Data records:

◆ ◆ ◆

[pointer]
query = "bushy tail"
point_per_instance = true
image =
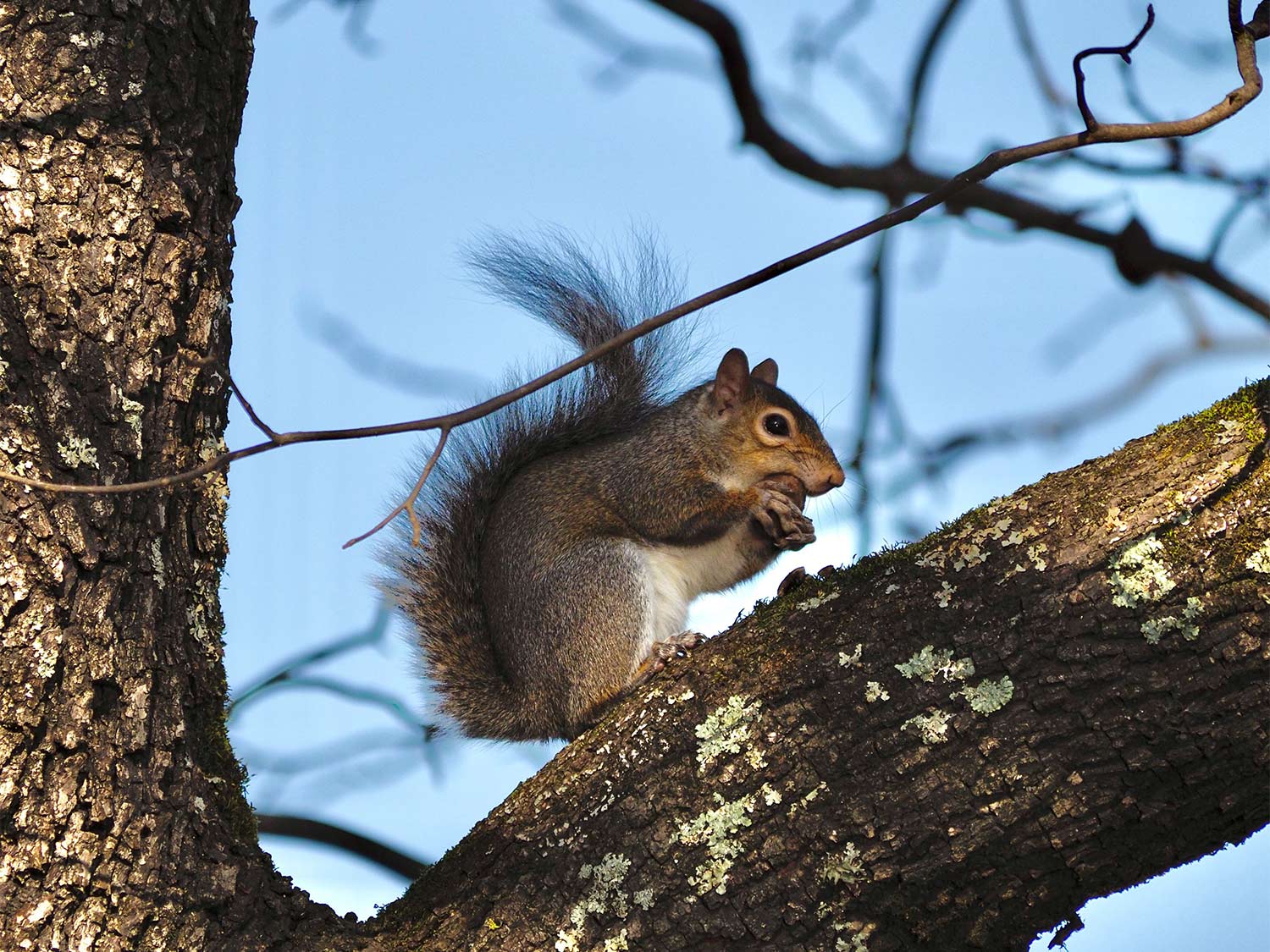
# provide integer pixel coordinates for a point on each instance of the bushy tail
(439, 581)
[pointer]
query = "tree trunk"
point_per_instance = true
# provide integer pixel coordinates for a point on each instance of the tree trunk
(950, 746)
(830, 774)
(122, 819)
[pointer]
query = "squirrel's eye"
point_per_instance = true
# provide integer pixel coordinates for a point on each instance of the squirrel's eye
(776, 424)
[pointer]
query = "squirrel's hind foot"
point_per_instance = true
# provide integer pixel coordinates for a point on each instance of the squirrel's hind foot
(665, 650)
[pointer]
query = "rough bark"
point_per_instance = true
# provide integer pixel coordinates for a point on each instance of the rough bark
(122, 820)
(848, 768)
(754, 797)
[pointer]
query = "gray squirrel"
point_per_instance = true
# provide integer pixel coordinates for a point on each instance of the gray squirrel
(566, 536)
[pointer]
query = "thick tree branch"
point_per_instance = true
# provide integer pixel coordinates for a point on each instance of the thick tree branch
(952, 746)
(332, 835)
(1137, 256)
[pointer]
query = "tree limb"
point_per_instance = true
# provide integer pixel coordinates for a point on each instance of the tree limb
(332, 835)
(952, 746)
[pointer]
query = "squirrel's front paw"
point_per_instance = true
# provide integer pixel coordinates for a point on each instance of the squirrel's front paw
(782, 520)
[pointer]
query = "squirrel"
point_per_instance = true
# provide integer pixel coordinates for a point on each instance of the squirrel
(564, 538)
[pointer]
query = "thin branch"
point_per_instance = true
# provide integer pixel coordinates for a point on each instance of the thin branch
(358, 693)
(963, 187)
(259, 424)
(373, 634)
(936, 35)
(898, 179)
(1122, 51)
(332, 753)
(406, 505)
(329, 834)
(1049, 91)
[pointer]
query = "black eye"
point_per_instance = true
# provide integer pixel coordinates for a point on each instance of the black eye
(776, 424)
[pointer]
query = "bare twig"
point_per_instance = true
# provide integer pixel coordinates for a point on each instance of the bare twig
(898, 179)
(1049, 91)
(1122, 51)
(259, 424)
(964, 188)
(357, 693)
(332, 835)
(874, 391)
(406, 505)
(937, 33)
(373, 634)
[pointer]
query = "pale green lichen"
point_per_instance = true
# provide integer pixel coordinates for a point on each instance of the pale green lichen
(1231, 431)
(78, 451)
(874, 691)
(929, 663)
(944, 597)
(132, 414)
(988, 696)
(856, 938)
(851, 660)
(1260, 560)
(726, 729)
(843, 866)
(932, 726)
(605, 895)
(1034, 553)
(157, 563)
(807, 799)
(1140, 575)
(718, 830)
(1155, 629)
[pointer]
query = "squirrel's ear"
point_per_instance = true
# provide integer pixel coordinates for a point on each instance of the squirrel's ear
(766, 372)
(732, 380)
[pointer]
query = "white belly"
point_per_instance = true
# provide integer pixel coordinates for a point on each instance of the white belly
(675, 575)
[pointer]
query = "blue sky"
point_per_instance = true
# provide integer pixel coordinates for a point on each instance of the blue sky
(361, 179)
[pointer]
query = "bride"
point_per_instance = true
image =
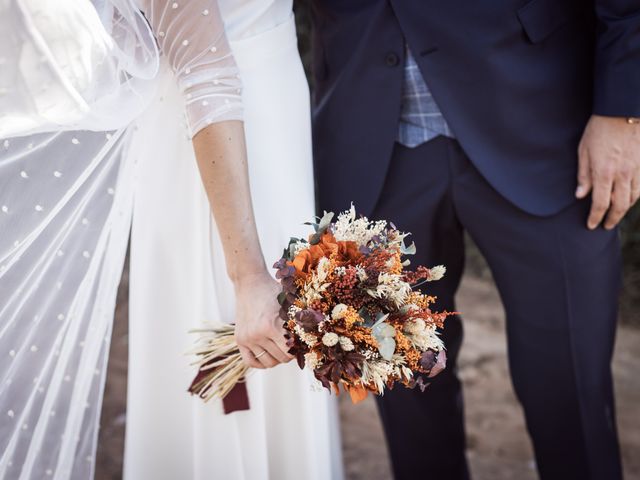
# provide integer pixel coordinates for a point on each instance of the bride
(92, 143)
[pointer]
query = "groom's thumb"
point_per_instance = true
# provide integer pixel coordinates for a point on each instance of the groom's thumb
(584, 174)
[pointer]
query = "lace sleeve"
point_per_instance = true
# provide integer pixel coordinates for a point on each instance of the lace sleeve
(190, 33)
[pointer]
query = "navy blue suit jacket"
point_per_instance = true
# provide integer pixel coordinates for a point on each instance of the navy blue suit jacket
(517, 81)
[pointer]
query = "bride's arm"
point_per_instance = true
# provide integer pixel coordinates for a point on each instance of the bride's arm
(190, 34)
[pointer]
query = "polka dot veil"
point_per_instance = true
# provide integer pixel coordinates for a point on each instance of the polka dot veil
(80, 73)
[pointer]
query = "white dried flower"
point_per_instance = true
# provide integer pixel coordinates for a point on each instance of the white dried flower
(346, 344)
(330, 339)
(309, 339)
(437, 272)
(392, 287)
(376, 373)
(339, 311)
(312, 360)
(297, 247)
(361, 230)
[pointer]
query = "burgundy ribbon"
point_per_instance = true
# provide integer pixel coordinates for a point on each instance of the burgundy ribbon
(237, 399)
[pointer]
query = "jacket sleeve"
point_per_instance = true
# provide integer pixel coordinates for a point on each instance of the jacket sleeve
(617, 58)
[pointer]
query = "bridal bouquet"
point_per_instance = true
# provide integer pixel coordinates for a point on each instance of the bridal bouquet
(350, 310)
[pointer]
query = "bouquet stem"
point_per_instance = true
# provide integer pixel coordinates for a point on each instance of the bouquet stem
(220, 365)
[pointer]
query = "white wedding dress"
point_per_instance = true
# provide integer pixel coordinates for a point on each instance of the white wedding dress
(92, 132)
(178, 278)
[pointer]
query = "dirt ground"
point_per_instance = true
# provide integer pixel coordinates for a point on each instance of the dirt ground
(498, 447)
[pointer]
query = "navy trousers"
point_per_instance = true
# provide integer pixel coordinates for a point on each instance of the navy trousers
(559, 284)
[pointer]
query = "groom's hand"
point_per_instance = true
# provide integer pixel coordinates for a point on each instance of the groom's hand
(259, 330)
(609, 167)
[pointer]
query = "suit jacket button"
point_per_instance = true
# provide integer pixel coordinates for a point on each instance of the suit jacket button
(391, 59)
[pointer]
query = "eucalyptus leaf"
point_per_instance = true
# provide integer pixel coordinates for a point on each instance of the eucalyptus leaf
(315, 238)
(410, 250)
(380, 317)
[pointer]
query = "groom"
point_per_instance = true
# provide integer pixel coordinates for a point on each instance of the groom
(515, 121)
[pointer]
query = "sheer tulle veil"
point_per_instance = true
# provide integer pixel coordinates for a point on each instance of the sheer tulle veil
(66, 102)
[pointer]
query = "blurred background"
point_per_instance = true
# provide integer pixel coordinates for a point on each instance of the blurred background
(498, 446)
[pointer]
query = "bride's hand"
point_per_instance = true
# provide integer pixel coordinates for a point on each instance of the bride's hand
(259, 330)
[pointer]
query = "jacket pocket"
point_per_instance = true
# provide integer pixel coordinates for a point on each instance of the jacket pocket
(540, 18)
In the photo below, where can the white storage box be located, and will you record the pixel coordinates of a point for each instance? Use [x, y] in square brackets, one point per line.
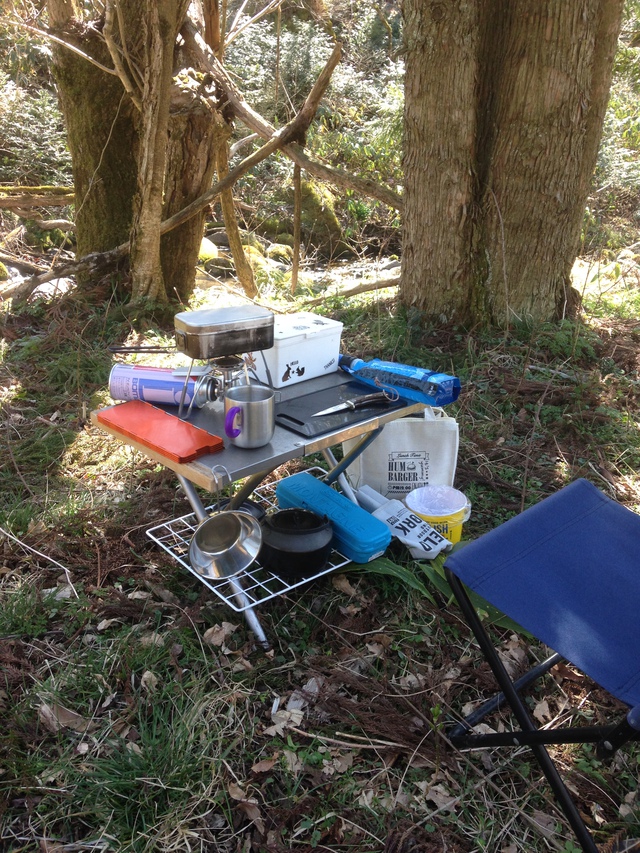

◆ ◆ ◆

# The task
Count the lines of the records that contain the string "trunk", with case counting, and give only the number.

# Response to the task
2